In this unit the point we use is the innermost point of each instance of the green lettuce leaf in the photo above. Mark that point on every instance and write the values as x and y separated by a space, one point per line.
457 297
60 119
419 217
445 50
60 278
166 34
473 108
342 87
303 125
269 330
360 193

-=-=-

● WORK ITEM:
Reprint every entry exactly.

● OUTPUT OF THE EXERCISE:
In this unit the point we use is the innermost point of each instance of the green lettuce leaf in the photo above. Mark that point on every instance and write the values as x and y separated by a space, one point per line.
457 297
60 119
419 217
445 50
60 278
166 34
473 108
342 87
303 125
269 330
360 193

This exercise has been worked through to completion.